• _Task to complete_
Below are the records. Restate word for word every line from the one that contains "If you could tag the blue" through the final line, both included.

• _Available data_
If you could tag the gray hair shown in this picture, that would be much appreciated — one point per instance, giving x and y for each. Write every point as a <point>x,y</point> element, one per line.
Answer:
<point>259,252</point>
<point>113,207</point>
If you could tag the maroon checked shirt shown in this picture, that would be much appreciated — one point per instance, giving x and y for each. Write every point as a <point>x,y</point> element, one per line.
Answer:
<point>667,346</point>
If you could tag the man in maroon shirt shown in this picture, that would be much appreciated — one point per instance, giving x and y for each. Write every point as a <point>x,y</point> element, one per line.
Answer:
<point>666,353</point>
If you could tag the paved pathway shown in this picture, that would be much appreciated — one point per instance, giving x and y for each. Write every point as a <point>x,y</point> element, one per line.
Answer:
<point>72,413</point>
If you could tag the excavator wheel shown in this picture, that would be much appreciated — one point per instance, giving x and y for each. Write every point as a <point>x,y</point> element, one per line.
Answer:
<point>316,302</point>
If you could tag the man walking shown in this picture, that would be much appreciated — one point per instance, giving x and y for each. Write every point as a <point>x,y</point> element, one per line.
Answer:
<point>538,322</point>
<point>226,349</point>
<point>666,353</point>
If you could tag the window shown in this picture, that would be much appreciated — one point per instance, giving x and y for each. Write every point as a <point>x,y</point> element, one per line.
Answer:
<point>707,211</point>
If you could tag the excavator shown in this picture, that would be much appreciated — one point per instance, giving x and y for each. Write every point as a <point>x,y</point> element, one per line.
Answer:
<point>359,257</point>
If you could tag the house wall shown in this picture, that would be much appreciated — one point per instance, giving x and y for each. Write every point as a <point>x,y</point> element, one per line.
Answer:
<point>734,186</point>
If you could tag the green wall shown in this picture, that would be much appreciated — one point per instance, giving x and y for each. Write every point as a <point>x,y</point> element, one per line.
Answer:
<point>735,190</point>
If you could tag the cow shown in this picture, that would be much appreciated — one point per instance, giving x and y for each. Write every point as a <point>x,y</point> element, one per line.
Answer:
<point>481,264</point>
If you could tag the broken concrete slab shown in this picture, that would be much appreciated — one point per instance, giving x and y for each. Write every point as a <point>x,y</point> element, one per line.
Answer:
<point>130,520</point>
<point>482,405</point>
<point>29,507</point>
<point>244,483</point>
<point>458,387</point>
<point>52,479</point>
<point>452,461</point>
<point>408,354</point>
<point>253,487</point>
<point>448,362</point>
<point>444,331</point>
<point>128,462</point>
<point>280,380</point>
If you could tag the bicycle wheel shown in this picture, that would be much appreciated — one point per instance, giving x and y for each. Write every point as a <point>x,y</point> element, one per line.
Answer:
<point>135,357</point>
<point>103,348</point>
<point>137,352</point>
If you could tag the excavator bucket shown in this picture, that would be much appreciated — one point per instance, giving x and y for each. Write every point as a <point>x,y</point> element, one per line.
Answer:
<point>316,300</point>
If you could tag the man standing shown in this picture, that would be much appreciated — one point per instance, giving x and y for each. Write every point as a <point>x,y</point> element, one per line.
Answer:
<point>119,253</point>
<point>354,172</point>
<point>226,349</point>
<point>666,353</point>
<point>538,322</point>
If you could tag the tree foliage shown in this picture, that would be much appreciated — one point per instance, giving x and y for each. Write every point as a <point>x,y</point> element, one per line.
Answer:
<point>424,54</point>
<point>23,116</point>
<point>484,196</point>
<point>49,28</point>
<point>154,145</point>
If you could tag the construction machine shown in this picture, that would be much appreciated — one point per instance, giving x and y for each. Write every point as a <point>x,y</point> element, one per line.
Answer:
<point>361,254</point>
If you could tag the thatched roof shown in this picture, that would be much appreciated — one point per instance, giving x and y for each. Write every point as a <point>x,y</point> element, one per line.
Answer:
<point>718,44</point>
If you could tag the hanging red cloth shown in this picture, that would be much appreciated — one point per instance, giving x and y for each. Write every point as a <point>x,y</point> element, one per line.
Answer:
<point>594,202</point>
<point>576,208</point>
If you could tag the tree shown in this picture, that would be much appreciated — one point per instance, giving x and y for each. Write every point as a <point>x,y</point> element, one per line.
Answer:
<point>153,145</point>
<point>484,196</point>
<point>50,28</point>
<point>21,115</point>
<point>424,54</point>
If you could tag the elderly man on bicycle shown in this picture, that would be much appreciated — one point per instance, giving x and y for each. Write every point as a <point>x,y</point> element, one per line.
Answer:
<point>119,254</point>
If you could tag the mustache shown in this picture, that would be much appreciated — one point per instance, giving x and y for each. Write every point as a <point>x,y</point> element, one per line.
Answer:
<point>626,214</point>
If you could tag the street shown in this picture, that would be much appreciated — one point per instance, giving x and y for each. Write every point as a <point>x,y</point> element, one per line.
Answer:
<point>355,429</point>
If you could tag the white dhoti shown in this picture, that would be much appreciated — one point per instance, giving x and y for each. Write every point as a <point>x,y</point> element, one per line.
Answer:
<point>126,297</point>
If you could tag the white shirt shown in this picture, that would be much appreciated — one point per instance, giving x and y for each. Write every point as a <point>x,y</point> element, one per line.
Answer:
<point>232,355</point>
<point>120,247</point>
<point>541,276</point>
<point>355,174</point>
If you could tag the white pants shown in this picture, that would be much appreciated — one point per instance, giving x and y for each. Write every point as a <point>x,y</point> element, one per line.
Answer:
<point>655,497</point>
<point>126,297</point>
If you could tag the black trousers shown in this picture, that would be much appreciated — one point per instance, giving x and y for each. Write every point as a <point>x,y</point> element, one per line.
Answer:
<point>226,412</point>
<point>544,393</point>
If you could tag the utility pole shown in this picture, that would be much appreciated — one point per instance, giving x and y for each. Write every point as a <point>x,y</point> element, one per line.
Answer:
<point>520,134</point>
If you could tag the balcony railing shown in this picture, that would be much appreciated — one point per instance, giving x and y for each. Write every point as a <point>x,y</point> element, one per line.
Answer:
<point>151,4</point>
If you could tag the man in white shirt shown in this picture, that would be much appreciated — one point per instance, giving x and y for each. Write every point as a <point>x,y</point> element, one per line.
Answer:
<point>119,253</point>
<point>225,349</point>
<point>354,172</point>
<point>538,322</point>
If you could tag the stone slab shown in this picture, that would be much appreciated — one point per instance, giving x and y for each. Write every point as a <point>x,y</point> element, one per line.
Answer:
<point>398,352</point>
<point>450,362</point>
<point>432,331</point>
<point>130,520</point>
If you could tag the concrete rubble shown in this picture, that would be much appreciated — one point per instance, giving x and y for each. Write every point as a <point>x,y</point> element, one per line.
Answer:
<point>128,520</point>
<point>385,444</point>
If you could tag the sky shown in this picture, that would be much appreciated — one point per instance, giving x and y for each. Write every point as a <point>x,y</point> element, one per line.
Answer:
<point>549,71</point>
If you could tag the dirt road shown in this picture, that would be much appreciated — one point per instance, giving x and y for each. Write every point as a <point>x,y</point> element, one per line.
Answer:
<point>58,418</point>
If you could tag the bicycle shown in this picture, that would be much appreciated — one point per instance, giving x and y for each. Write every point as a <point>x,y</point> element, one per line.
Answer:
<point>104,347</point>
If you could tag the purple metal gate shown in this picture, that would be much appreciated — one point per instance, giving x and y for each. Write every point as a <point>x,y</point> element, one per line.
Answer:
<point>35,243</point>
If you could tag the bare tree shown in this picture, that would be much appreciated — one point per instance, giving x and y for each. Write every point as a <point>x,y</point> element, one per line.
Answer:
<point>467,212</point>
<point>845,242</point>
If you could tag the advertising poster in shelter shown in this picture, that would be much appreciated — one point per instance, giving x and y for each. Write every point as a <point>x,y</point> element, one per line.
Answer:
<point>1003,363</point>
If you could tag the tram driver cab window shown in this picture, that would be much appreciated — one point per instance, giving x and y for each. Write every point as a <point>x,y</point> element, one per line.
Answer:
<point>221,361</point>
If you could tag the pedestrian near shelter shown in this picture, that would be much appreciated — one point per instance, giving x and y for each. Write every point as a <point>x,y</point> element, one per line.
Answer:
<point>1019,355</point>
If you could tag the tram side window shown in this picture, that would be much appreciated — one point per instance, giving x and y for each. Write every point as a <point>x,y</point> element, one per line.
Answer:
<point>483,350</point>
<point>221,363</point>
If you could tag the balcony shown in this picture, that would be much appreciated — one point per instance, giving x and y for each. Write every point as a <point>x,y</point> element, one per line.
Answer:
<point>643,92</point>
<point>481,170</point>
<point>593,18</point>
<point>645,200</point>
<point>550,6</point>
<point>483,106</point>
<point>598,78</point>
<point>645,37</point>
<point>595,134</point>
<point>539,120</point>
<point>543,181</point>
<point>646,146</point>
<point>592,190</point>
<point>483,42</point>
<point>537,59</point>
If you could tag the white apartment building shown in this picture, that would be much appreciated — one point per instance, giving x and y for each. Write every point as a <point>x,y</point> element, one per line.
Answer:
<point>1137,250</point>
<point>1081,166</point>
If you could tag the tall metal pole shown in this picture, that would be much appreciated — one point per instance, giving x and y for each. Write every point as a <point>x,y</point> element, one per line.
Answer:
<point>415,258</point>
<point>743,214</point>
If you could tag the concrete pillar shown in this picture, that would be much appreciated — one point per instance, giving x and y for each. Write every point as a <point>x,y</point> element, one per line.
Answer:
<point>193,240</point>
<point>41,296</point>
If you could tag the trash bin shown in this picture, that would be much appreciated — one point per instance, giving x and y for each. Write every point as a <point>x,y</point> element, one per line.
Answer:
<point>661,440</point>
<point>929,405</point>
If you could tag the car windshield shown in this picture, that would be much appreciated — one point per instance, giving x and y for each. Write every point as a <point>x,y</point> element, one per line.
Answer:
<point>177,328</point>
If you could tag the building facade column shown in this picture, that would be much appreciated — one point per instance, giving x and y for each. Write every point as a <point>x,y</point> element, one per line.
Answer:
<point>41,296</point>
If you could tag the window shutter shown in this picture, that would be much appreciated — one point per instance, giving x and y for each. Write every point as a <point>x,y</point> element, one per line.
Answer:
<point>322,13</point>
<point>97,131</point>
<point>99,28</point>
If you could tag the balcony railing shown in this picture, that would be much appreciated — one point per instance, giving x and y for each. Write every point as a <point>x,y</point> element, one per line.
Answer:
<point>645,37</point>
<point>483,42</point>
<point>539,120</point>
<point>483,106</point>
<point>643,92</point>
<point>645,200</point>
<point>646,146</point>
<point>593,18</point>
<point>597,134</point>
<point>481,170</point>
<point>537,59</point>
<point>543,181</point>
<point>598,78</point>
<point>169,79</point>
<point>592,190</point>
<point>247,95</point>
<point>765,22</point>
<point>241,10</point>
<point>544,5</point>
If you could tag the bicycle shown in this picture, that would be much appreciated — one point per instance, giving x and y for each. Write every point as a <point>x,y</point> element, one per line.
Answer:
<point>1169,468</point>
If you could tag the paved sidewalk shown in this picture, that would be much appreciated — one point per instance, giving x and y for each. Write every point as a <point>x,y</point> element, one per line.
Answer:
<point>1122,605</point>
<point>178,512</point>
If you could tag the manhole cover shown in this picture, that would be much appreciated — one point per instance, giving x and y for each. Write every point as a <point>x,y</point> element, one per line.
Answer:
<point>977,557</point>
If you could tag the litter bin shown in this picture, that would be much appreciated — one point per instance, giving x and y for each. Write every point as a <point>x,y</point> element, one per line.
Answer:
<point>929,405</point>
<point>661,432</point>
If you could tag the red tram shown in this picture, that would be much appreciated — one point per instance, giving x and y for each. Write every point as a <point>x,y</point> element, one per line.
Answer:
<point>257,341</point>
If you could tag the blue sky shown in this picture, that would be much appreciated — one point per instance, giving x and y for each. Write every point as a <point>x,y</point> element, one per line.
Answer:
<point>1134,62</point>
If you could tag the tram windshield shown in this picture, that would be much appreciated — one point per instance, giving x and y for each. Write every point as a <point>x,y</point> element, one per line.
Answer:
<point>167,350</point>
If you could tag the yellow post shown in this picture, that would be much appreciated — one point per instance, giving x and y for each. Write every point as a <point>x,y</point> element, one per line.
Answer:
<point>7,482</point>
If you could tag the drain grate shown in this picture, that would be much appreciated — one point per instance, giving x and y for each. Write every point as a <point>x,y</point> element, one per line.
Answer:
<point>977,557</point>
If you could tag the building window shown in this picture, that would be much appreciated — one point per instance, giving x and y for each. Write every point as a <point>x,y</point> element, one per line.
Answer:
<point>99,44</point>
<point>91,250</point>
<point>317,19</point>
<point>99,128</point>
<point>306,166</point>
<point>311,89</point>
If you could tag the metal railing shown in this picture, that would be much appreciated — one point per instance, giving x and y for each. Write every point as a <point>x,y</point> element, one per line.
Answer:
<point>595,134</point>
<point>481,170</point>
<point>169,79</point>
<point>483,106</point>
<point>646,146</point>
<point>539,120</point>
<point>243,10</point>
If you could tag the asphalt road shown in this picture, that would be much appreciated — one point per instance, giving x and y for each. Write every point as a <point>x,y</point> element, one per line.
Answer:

• _The answer_
If you could tag the blue sky shown in this picture, that would be much appreciated — one point per instance, giving x and y for each. Write every point as a <point>x,y</point> element, one per line.
Answer:
<point>1134,62</point>
If you could tag the tram windshield shown in this picture, that would be much appreciated — one point per instance, giving x and y for each. Write every point as a <point>x,y</point> element, one per line.
Answer:
<point>167,350</point>
If you could tag the yellow post shown in this picture, that would be much appreciated — one point per instance, giving x and y for each. Write every point as a <point>x,y</point> element, one per line.
Answer:
<point>7,482</point>
If you could tag the drain grate shown in this picture, that would be much appreciated — one point per instance, giving x and y for each. Write every point as a <point>x,y</point> element, one per line.
Answer:
<point>977,557</point>
If you could tag the building window shown in this picture, that would be much appreciated — one point per instance, giving x and y for each. Write every point as a <point>x,y</point> element, one per line.
Answer:
<point>99,44</point>
<point>91,250</point>
<point>317,19</point>
<point>99,128</point>
<point>306,166</point>
<point>311,89</point>
If you could tag the metal railing shown in this picture, that would be much appreciated — one point per instance, giving x and y for each. Write every point as a <point>x,y</point> element, one per line.
Answer:
<point>595,134</point>
<point>481,170</point>
<point>169,79</point>
<point>483,106</point>
<point>646,146</point>
<point>539,120</point>
<point>243,10</point>
If you could tag the asphalt road shown in this picture, that would be much appreciated — one point per instance, giving x and y for each. Write every point as a <point>x,y</point> element, one per line.
Answer:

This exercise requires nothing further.